(Point-labeling examples)

+++++

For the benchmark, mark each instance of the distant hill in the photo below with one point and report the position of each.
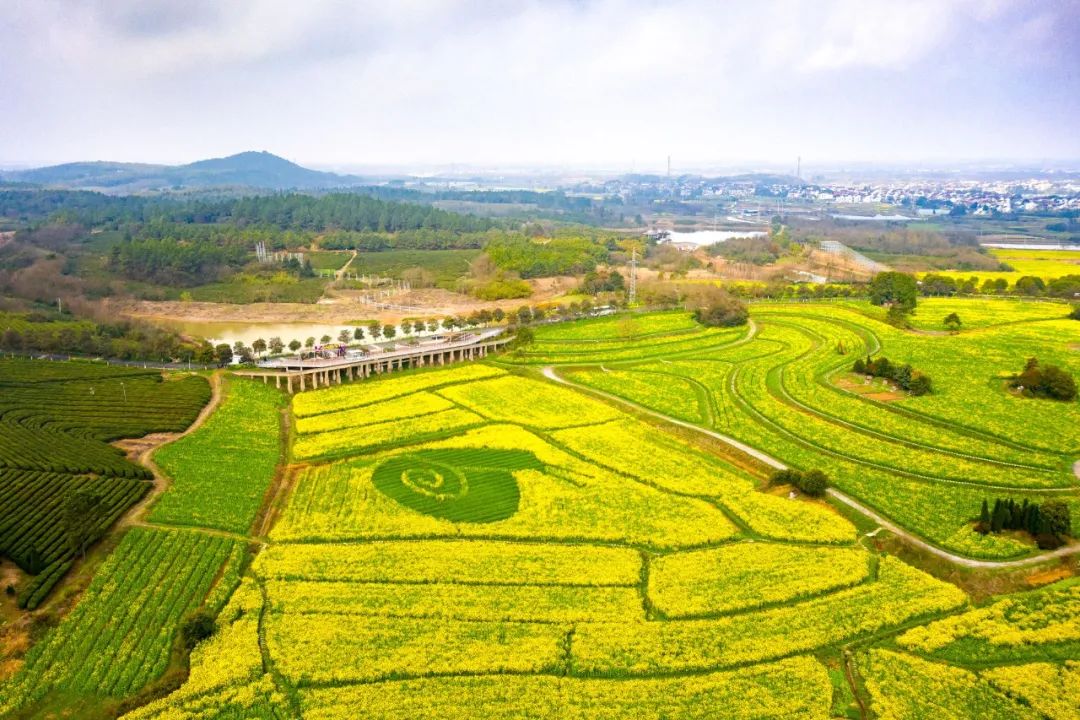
(251, 170)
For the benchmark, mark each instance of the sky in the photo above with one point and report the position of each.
(569, 83)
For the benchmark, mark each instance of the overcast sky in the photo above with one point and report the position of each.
(612, 82)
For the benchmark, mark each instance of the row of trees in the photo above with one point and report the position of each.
(934, 285)
(1049, 522)
(906, 377)
(558, 256)
(123, 340)
(1047, 381)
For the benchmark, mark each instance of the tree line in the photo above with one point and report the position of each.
(1050, 524)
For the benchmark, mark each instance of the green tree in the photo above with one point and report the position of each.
(1056, 518)
(224, 354)
(984, 518)
(1029, 285)
(894, 289)
(813, 483)
(197, 627)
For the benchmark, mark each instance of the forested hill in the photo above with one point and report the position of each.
(250, 170)
(21, 207)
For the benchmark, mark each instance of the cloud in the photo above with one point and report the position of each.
(563, 81)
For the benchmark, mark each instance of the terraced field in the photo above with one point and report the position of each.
(483, 542)
(55, 422)
(788, 392)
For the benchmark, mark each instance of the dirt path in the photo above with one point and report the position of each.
(140, 450)
(847, 500)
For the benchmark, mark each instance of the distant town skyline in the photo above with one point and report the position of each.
(610, 84)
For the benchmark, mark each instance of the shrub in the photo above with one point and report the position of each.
(1044, 381)
(908, 379)
(721, 310)
(1049, 522)
(812, 483)
(197, 627)
(894, 289)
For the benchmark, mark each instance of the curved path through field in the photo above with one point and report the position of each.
(841, 497)
(146, 450)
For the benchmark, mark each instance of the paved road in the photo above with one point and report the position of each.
(844, 498)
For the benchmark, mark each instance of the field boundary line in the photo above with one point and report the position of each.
(833, 492)
(161, 481)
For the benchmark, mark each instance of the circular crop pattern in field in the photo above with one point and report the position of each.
(469, 485)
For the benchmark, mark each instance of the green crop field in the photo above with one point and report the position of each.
(55, 422)
(583, 527)
(220, 472)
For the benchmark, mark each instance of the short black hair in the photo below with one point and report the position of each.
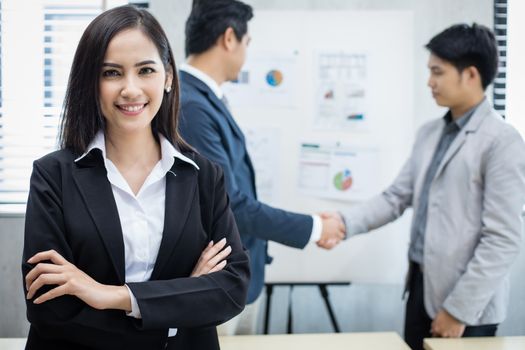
(209, 19)
(463, 46)
(82, 116)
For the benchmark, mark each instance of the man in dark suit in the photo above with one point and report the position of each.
(216, 43)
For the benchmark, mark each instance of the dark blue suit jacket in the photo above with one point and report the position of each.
(208, 126)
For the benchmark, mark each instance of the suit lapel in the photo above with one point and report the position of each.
(181, 184)
(473, 124)
(91, 179)
(187, 78)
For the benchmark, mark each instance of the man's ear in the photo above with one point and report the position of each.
(229, 39)
(472, 74)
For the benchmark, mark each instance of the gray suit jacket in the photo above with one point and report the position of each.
(474, 225)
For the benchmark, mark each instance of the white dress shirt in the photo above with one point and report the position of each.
(317, 226)
(141, 215)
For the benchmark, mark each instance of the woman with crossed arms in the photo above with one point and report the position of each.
(119, 248)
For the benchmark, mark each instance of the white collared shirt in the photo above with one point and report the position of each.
(141, 215)
(317, 225)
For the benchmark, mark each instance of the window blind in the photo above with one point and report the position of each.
(500, 30)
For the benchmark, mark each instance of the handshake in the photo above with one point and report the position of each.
(334, 230)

+++++

→ **What needs to be done**: Rewrite all of the records above as a numbered list, skipping any blank lines. Leave the pictures out.

→ **Complete output**:
1. For the benchmark, mark each instance of the distant hill in the photo below with one point and report the position of each.
2. (251, 170)
3. For the benchmark, mark each instance of the sky in the photo above with one point and report the position of each.
4. (569, 83)
5. For the benchmark, mark each instance of the overcast sky in the photo above with one point and report the position of each.
6. (612, 82)
7. For the benchmark, mark each instance of the row of trees in the photo above with one point and report the position of each.
8. (934, 285)
9. (1049, 522)
10. (906, 377)
11. (558, 256)
12. (123, 340)
13. (1047, 381)
14. For the benchmark, mark each instance of the tree line in the photo above with one point and report the position of each.
15. (1050, 524)
16. For the benchmark, mark each instance of the green tree in the photo above with one point and report the position of each.
17. (1056, 518)
18. (224, 354)
19. (984, 518)
20. (1029, 285)
21. (894, 289)
22. (813, 483)
23. (197, 627)
24. For the benchmark, mark each instance of the forested hill in the photo above with one point and report the position of each.
25. (250, 170)
26. (21, 207)
27. For the benchmark, mark each instance of the cloud in the photo above with one point and report the position of each.
28. (563, 81)
29. For the benchmark, mark each instance of the terraced field in the photo above with one point and report the position of each.
30. (483, 542)
31. (55, 422)
32. (788, 392)
33. For the benchmark, mark each instance of the dirt path in the photo above with one point and report the position of each.
34. (140, 450)
35. (847, 500)
36. For the benchmark, mark each instance of the distant town skyline in the photo above with one point and report the position of each.
37. (610, 84)
38. For the benchmark, mark each instance of the shrub in the photo above with one point and report the position of each.
39. (1044, 381)
40. (908, 379)
41. (721, 310)
42. (1049, 522)
43. (812, 483)
44. (197, 627)
45. (894, 289)
46. For the benchmark, mark each instance of the curved path through field in the photo above with one point and report the position of each.
47. (841, 497)
48. (146, 450)
49. For the benchmark, mark each instance of the paved road in the photo above with one point and report the position of each.
50. (844, 498)
51. For the benchmark, mark each instance of the field boundary line in the photo above with one point and report the position of each.
52. (833, 492)
53. (161, 481)
54. For the benchmark, mark each instance of the circular crop pattern in field in the photo above with one point and report the position of each.
55. (469, 485)
56. For the benchmark, mark each instance of the green crop field in the photo above with one point and report the position of each.
57. (55, 422)
58. (583, 527)
59. (220, 472)
60. For the benchmark, mark each instance of the short black hair in the photo below with one point and report the position of each.
61. (209, 19)
62. (463, 46)
63. (82, 116)
64. For the benchmark, mark each instance of the man in dark suit in the photo above with one point and report the position of each.
65. (216, 43)
66. For the benchmark, mark each instance of the dark blue suit jacket in the photo above with one point and report the position of each.
67. (208, 126)
68. For the benchmark, mark each instance of the suit lapel in the photo above with one point and report the position of each.
69. (181, 184)
70. (473, 124)
71. (91, 179)
72. (187, 78)
73. For the benchmark, mark each instance of the man's ear in the photo above with one point and report the position of each.
74. (229, 39)
75. (472, 74)
76. For the benchmark, mark each instance of the gray suit jacket in the photo above with one point and report the position of each.
77. (474, 225)
78. For the benchmark, mark each instance of the white dress shirt in the photo above with one point and report the position of each.
79. (317, 226)
80. (141, 215)
81. For the benchmark, mark each instance of the woman with crossed arms in the photo above with one point and report the position of each.
82. (119, 248)
83. For the benchmark, mark each instance of the white collared shirt in the photo above with one point and report the position of each.
84. (141, 215)
85. (317, 225)
86. For the benchmark, mark each instance of the window blind in the photo above with one point and report the position of each.
87. (500, 30)
88. For the benchmark, mark each instance of the handshake in the photo above with one point and report the position of each.
89. (334, 230)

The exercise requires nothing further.